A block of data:
>>
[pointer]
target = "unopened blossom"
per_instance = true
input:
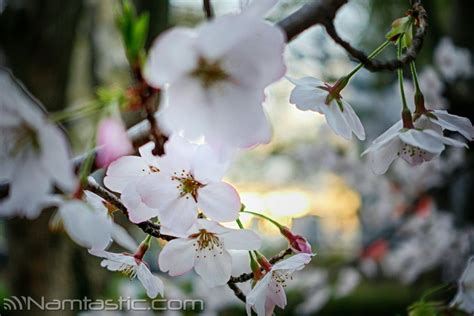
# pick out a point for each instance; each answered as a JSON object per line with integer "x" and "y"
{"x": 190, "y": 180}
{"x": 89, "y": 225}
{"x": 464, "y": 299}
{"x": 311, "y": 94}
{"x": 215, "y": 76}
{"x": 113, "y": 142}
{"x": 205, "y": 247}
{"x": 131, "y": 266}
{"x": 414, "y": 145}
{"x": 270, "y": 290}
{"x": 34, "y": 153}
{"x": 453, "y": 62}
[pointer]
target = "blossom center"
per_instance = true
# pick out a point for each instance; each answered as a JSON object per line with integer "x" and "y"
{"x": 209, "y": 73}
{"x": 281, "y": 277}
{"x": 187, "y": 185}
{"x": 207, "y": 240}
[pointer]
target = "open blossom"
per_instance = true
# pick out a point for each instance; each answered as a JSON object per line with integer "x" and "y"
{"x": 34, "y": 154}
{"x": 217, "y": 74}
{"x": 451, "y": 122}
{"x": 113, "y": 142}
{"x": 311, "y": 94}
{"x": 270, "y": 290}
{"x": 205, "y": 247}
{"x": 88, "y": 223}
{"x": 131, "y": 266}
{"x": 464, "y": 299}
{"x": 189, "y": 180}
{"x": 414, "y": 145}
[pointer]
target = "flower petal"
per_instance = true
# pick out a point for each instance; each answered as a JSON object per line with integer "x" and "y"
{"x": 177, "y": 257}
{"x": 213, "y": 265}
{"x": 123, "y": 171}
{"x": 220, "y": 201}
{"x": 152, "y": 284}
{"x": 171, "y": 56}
<<
Written instruction :: Repeat all the records above exactly, leaving out any pictures.

Answer to this exercise ::
[pointer]
target = "unopened blossom"
per_instance = true
input:
# pick out a point for each instance; each answered as a JSON object per line with integer "x" and "y"
{"x": 190, "y": 180}
{"x": 89, "y": 225}
{"x": 464, "y": 299}
{"x": 311, "y": 94}
{"x": 215, "y": 76}
{"x": 113, "y": 142}
{"x": 205, "y": 247}
{"x": 131, "y": 266}
{"x": 414, "y": 145}
{"x": 270, "y": 290}
{"x": 34, "y": 153}
{"x": 453, "y": 62}
[pointer]
target = "blossom center"
per_instance = true
# pick out a point for each instance; each answered as a JSON object per line with integer "x" and "y"
{"x": 209, "y": 73}
{"x": 281, "y": 277}
{"x": 187, "y": 185}
{"x": 207, "y": 240}
[pointer]
target = "open blossom"
per_instance = true
# pick out a point for each instance; each answered as a JSON object per line with integer "x" and "y"
{"x": 34, "y": 154}
{"x": 217, "y": 74}
{"x": 451, "y": 122}
{"x": 113, "y": 142}
{"x": 311, "y": 94}
{"x": 270, "y": 290}
{"x": 205, "y": 247}
{"x": 88, "y": 223}
{"x": 131, "y": 266}
{"x": 464, "y": 299}
{"x": 189, "y": 180}
{"x": 414, "y": 145}
[pointer]
target = "flower petal"
per_instance = true
# pick out a point for each instance; each answered as a JSON object per line with integer "x" and "y"
{"x": 177, "y": 257}
{"x": 213, "y": 265}
{"x": 123, "y": 171}
{"x": 220, "y": 201}
{"x": 152, "y": 284}
{"x": 171, "y": 56}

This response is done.